:: PROVIDED DATA ::

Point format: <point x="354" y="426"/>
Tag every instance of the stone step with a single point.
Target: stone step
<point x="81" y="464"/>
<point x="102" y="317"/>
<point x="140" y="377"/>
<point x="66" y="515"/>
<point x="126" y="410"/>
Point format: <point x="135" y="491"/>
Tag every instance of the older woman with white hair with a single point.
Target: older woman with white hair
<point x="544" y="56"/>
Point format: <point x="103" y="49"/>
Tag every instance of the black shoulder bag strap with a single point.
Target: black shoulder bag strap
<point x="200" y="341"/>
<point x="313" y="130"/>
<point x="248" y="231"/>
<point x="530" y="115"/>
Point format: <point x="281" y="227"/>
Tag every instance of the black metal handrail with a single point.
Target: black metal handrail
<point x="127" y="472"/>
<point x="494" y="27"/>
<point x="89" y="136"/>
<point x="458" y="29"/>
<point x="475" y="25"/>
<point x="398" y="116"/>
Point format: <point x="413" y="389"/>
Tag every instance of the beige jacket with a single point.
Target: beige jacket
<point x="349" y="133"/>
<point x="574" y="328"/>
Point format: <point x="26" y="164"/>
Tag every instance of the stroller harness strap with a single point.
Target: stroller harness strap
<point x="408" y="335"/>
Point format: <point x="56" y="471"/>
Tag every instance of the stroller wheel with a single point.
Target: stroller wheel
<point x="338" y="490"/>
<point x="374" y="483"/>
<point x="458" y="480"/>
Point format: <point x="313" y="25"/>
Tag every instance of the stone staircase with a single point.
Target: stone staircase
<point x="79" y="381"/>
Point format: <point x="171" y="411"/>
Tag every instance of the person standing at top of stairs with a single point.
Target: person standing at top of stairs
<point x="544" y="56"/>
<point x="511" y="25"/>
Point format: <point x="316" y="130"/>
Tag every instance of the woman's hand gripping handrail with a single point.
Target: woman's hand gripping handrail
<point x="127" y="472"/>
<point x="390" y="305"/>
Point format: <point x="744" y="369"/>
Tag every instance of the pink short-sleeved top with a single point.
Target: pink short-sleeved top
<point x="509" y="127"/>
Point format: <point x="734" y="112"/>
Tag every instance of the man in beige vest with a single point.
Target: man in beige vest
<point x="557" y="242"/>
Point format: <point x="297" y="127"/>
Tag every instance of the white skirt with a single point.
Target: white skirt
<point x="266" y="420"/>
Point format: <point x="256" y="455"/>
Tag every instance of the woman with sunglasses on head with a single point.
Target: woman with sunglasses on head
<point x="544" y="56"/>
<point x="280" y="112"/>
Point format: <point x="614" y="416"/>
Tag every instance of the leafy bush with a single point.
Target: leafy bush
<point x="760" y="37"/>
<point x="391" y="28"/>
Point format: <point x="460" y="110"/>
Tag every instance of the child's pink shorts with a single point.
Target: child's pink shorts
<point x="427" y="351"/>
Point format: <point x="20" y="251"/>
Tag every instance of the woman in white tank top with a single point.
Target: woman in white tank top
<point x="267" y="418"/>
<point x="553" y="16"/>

:::

• TASK PROMPT:
Restate the listing in full, word for word.

• EXERCISE SOLUTION:
Point format: <point x="354" y="426"/>
Tag every instance of the stone step with a single point.
Target: stone step
<point x="81" y="464"/>
<point x="102" y="317"/>
<point x="140" y="377"/>
<point x="66" y="515"/>
<point x="126" y="410"/>
Point format: <point x="135" y="491"/>
Tag every instance of the older woman with white hair with a single point.
Target: older woman with white hair
<point x="544" y="56"/>
Point format: <point x="103" y="49"/>
Tag every instance of the black shoulder bag strap with a single point.
Target: black shoulder bag strap
<point x="200" y="341"/>
<point x="313" y="130"/>
<point x="248" y="231"/>
<point x="530" y="115"/>
Point format: <point x="281" y="227"/>
Tag every instance of the black metal handrail with a single point.
Target: black metal handrail
<point x="127" y="472"/>
<point x="494" y="27"/>
<point x="89" y="136"/>
<point x="458" y="29"/>
<point x="475" y="25"/>
<point x="398" y="116"/>
Point format: <point x="413" y="389"/>
Tag every instance of the beige jacket with a single point.
Target: beige jacket
<point x="349" y="133"/>
<point x="574" y="328"/>
Point format: <point x="26" y="164"/>
Tag every instance of the stroller harness strap with a single point.
Target: stroller harness strap
<point x="408" y="335"/>
Point format: <point x="56" y="471"/>
Tag every instance of the stroller wheel with a single point.
Target: stroller wheel
<point x="338" y="490"/>
<point x="374" y="483"/>
<point x="458" y="480"/>
Point format: <point x="313" y="25"/>
Tag every instance of the stone staircase with a single point.
Target: stone staircase
<point x="79" y="381"/>
Point format: <point x="171" y="411"/>
Tag every instance of the person standing at top of stairs with a single point.
Target: person standing at top of stairs
<point x="544" y="56"/>
<point x="511" y="25"/>
Point format: <point x="316" y="130"/>
Tag every instance of the woman's hand gripping handrail with a single point.
Target: woman's hand gripping handrail
<point x="127" y="472"/>
<point x="390" y="305"/>
Point format: <point x="744" y="369"/>
Tag every instance of the pink short-sleeved top with a single point.
Target: pink short-sleeved top
<point x="509" y="127"/>
Point format: <point x="734" y="112"/>
Tag every instance of the man in beige vest with a single point.
Target: man in beige vest
<point x="557" y="242"/>
Point format: <point x="297" y="127"/>
Tag every instance of the white skirt with a single point.
Target: white skirt
<point x="266" y="420"/>
Point format: <point x="256" y="455"/>
Tag every instance of the woman with sunglasses on head with a single point.
Target: woman with sunglasses on head
<point x="544" y="56"/>
<point x="280" y="112"/>
Point format: <point x="614" y="416"/>
Tag every instance of the leafy bush with a single point.
Target: leafy bush
<point x="760" y="37"/>
<point x="391" y="28"/>
Point format: <point x="460" y="110"/>
Tag every instance of the child's pink shorts with a single point.
Target: child's pink shorts
<point x="427" y="351"/>
Point format: <point x="20" y="251"/>
Tag every instance of the woman in white tank top with a single point.
Target: woman in white tank top
<point x="267" y="418"/>
<point x="553" y="16"/>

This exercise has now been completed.